TASK STATEMENT: Reproduce word for word the section of the entries that opens with the line containing "Detection brief: inspect the image and locate mesquite" and closes with the line containing "(141, 0), (640, 321)", including both of those lines.

SUPPLIED MATERIAL:
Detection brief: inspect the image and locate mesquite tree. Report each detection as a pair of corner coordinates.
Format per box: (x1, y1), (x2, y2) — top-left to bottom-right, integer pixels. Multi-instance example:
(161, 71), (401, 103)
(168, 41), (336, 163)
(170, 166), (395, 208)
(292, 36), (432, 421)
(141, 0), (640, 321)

* * *

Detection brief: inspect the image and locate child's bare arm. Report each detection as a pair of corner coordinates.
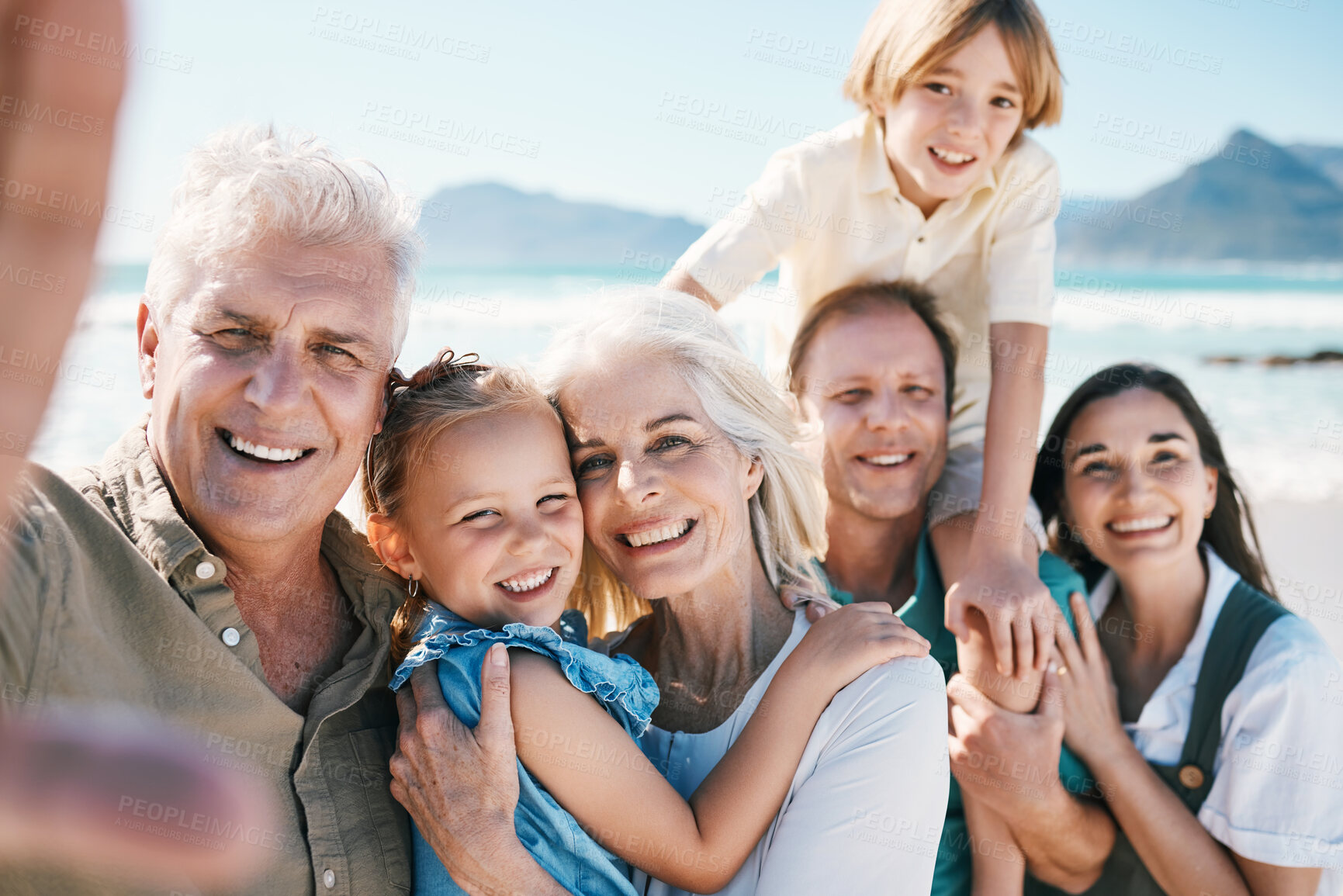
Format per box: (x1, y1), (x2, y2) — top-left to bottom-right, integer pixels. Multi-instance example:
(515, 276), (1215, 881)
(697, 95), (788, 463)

ANSWER TO THIS TASK:
Detection brief: inspect the image and locate mesquite tree. Report each detection as a pair of corner coordinates.
Format per box: (x1, y1), (x2, y2) — top-left to bottom-right, integer pixels. Multi-instance example:
(161, 71), (401, 103)
(168, 41), (336, 163)
(170, 166), (395, 208)
(292, 36), (432, 421)
(141, 0), (640, 321)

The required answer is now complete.